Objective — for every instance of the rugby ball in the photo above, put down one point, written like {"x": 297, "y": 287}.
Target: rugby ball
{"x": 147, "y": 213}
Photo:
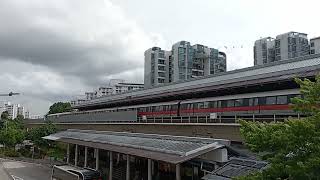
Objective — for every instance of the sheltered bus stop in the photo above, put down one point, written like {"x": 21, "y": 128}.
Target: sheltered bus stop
{"x": 136, "y": 156}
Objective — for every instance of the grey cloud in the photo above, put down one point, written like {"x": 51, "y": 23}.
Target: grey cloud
{"x": 66, "y": 40}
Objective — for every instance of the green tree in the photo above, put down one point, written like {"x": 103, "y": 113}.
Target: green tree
{"x": 4, "y": 118}
{"x": 59, "y": 107}
{"x": 292, "y": 147}
{"x": 5, "y": 115}
{"x": 36, "y": 134}
{"x": 11, "y": 134}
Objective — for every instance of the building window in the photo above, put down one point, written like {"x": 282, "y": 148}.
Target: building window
{"x": 312, "y": 51}
{"x": 282, "y": 100}
{"x": 271, "y": 100}
{"x": 161, "y": 68}
{"x": 160, "y": 80}
{"x": 312, "y": 44}
{"x": 161, "y": 74}
{"x": 181, "y": 50}
{"x": 160, "y": 61}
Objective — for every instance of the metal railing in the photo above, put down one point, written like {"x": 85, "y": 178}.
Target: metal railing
{"x": 220, "y": 119}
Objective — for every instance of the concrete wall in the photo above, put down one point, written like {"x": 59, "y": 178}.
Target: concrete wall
{"x": 219, "y": 131}
{"x": 123, "y": 116}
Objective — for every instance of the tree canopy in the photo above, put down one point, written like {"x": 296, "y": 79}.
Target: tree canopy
{"x": 12, "y": 132}
{"x": 292, "y": 147}
{"x": 36, "y": 134}
{"x": 59, "y": 107}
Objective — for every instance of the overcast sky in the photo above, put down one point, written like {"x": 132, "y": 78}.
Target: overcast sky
{"x": 55, "y": 50}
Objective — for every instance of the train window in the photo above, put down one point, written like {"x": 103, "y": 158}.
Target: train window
{"x": 293, "y": 96}
{"x": 238, "y": 102}
{"x": 213, "y": 104}
{"x": 184, "y": 106}
{"x": 230, "y": 103}
{"x": 174, "y": 107}
{"x": 200, "y": 105}
{"x": 248, "y": 102}
{"x": 224, "y": 103}
{"x": 206, "y": 105}
{"x": 271, "y": 100}
{"x": 282, "y": 100}
{"x": 152, "y": 109}
{"x": 262, "y": 101}
{"x": 190, "y": 106}
{"x": 159, "y": 108}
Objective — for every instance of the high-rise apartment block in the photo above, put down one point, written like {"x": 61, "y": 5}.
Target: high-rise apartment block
{"x": 264, "y": 51}
{"x": 115, "y": 86}
{"x": 156, "y": 66}
{"x": 284, "y": 46}
{"x": 315, "y": 45}
{"x": 184, "y": 61}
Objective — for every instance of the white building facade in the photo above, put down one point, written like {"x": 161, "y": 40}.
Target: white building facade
{"x": 115, "y": 86}
{"x": 315, "y": 45}
{"x": 183, "y": 62}
{"x": 284, "y": 46}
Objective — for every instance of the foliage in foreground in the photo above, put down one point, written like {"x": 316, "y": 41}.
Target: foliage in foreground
{"x": 292, "y": 147}
{"x": 59, "y": 107}
{"x": 11, "y": 131}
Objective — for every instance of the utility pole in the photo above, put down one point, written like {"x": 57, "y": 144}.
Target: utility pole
{"x": 10, "y": 94}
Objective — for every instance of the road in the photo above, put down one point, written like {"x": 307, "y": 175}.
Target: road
{"x": 23, "y": 170}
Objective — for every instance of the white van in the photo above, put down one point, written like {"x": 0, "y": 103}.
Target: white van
{"x": 67, "y": 172}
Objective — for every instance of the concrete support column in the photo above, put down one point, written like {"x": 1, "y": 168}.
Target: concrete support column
{"x": 76, "y": 155}
{"x": 97, "y": 159}
{"x": 128, "y": 168}
{"x": 85, "y": 156}
{"x": 111, "y": 166}
{"x": 149, "y": 169}
{"x": 68, "y": 153}
{"x": 178, "y": 175}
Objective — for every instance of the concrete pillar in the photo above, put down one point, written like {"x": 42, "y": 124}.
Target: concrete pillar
{"x": 111, "y": 166}
{"x": 76, "y": 155}
{"x": 178, "y": 175}
{"x": 85, "y": 156}
{"x": 97, "y": 159}
{"x": 128, "y": 168}
{"x": 68, "y": 153}
{"x": 149, "y": 169}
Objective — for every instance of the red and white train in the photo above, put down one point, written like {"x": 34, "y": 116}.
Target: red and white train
{"x": 260, "y": 104}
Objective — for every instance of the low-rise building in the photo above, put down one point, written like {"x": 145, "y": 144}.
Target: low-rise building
{"x": 315, "y": 45}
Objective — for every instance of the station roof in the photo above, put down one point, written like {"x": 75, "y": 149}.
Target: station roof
{"x": 236, "y": 167}
{"x": 172, "y": 149}
{"x": 276, "y": 72}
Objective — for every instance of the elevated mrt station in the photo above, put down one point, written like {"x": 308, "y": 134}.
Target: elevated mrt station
{"x": 255, "y": 93}
{"x": 134, "y": 156}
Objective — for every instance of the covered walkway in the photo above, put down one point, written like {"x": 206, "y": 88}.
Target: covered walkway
{"x": 124, "y": 156}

##########

Given exercise: Starting with the line containing "Objective — for every instance of the red" and going on through the last line of the records above, render those lines as a JSON list of strings, one string per line, with blank lines left out.

Correct result:
[
  "Objective — for every instance of the red and white train in the photo above, put down one point, written like {\"x\": 34, \"y\": 116}.",
  "Target: red and white train",
  "{\"x\": 260, \"y\": 104}",
  "Objective — for every instance of the low-rise building in the photo above, put down one point, written like {\"x\": 145, \"y\": 144}.",
  "Target: low-rise building",
  "{\"x\": 315, \"y\": 45}",
  "Objective — for every instance of the station roof in the photo above, put down one point, written like {\"x\": 75, \"y\": 149}.",
  "Target: station roof",
  "{\"x\": 236, \"y\": 167}",
  "{\"x\": 172, \"y\": 149}",
  "{\"x\": 276, \"y\": 72}",
  "Objective — for every instance of the elevated mrt station in the photo above, put down one point, written like {\"x\": 308, \"y\": 134}.",
  "Target: elevated mrt station",
  "{\"x\": 255, \"y\": 93}",
  "{\"x\": 134, \"y\": 156}",
  "Objective — for every instance of the covered walkway in the photo above, put down one point, written like {\"x\": 206, \"y\": 88}.",
  "Target: covered walkway",
  "{\"x\": 124, \"y\": 156}"
]